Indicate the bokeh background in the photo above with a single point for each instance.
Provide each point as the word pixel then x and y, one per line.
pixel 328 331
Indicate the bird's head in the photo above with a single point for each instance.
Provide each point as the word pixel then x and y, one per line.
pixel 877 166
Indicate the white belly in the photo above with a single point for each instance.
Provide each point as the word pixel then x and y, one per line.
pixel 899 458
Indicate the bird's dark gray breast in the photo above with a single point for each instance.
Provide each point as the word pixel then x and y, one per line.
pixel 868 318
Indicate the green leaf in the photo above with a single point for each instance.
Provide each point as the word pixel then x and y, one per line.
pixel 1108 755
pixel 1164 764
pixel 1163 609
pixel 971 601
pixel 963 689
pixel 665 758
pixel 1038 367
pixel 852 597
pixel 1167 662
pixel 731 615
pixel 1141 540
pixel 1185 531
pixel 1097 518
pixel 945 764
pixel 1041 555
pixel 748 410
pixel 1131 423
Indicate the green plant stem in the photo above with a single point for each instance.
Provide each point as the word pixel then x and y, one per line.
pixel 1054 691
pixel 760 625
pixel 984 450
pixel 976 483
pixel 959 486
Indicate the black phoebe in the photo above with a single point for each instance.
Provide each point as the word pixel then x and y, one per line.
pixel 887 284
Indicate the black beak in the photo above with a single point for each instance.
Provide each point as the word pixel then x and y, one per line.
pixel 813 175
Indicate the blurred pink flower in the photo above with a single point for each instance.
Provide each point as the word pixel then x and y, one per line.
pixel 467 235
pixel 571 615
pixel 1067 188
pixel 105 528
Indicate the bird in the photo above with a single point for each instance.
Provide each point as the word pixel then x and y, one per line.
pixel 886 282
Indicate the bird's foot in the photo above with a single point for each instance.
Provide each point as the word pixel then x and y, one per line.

▶ [Required action]
Check each line of the listing for "instance", and copy the ones that hold it.

▶ [Expected answer]
Indicate the bokeh background in the photo above with a single point for each instance.
Indicate the bird's head in the photo above with a single point for each instance.
Indicate the white belly in the photo above with a single point for each instance.
Indicate the bird's dark gray breast in the photo above with a single point for each instance.
Indicate the green leaf in the photo above with a single point for each instance.
Indicate the green plant stem in the photo above with a single point for each instance.
Indicate the black phoebe in the photo above with a single point for each instance.
Indicate the black beak in the photo above with a single point for each instance.
Indicate the blurred pink flower in the photo above with a single point for each instance.
Indicate the bird in the photo above with a single point for each instance.
Indicate the bird's foot in the photo above with a single point for each instance.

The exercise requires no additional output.